● WORK INSTRUCTION:
Please list every role or description that the Glam-A-THON article assigns to Tammy Gail in the sentence that begins "Gail is a business owner".

● TEXT PROVIDED:
┄┄┄┄┄┄┄┄┄┄
The GIFT OF GLAM

Tammy Gail took her own life-changing experience with breast cancer and channeled it into forming Glam-A-THON, an organization that has helped hundreds of local women with the disease not only cope with it, 
but smile in spite of it.
Tammy Gail took her own life-changing experience with breast cancer and channeled it into forming Glam-A-THON, an organization that has helped hundreds of local women with the disease not only cope with it, 
but smile in spite of it.

Tammy Gail calls herself the plate spinner. She doesn’t work in the food industry, but she always has something on her plates. And she never lets them fall.

Gail is a business owner, a single mother, a breast cancer survivor, active in the community, and the founder of Glam-A-THON, a non-profit started in 2006 to help women with breast cancer. The organization is known for its fundraising events that can only be described as “glam.”

In the last three years, the non-profit has donated $266,000 through Broward Health, assisting women ages 25 to 55 – the range in which Gail says women are starting careers, earning money and raising children. “When you’re enjoying and embracing life, you don’t have time to stop,” she says.
┄┄┄┄┄┄┄┄┄┄
Point localization data

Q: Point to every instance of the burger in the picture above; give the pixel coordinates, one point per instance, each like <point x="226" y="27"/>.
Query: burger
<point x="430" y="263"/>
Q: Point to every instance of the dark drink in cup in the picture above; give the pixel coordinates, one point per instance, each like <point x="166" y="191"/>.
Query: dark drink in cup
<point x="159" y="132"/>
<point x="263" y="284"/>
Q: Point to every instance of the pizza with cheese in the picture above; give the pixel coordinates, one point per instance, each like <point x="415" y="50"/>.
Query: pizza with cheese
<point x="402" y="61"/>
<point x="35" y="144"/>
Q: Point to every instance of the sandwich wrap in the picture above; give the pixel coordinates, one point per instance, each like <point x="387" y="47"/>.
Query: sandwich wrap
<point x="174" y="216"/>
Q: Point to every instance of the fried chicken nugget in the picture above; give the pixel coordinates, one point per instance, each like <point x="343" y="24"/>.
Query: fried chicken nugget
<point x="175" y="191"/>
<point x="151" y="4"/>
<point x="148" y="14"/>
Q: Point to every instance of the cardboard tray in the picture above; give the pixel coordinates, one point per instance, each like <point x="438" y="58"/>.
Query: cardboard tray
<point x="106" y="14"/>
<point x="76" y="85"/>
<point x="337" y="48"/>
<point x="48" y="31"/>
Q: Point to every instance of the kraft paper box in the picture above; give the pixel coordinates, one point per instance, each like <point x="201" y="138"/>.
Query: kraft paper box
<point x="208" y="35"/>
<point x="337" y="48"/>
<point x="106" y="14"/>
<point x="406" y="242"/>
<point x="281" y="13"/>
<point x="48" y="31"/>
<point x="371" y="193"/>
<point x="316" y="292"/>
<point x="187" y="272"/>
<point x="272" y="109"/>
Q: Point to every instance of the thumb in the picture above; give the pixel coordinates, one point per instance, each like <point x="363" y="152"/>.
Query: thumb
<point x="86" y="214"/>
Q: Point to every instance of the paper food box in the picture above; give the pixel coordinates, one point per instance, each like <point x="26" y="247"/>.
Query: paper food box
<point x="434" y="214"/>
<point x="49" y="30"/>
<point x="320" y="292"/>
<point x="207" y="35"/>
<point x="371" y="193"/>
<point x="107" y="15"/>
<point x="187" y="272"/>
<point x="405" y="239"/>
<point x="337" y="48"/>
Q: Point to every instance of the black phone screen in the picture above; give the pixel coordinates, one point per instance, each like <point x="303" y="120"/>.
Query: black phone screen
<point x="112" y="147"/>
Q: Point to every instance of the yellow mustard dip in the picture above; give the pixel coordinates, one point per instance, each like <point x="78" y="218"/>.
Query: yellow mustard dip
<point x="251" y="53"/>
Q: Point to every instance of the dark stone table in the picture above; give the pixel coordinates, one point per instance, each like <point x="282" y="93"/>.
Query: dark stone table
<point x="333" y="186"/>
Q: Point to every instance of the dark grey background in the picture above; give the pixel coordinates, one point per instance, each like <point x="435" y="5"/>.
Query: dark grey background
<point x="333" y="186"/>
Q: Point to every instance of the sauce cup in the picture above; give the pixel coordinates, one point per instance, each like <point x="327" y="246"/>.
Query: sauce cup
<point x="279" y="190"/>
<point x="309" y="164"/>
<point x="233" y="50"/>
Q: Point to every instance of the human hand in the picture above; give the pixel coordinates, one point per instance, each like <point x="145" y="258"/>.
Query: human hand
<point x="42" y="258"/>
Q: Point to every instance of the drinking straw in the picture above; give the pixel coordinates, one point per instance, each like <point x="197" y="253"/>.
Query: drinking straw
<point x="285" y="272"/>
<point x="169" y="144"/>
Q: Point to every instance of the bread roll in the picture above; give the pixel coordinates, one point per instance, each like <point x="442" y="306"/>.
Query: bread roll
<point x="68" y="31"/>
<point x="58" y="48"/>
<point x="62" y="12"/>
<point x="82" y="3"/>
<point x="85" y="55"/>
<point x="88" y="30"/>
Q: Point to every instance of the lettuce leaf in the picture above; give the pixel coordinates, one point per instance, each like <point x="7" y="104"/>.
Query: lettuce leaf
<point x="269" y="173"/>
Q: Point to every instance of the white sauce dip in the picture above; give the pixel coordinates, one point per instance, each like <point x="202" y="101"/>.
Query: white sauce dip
┄┄┄┄┄┄┄┄┄┄
● TASK ANSWER:
- A business owner
- A single mother
- A breast cancer survivor
- Active in the community
- The founder of Glam-A-THON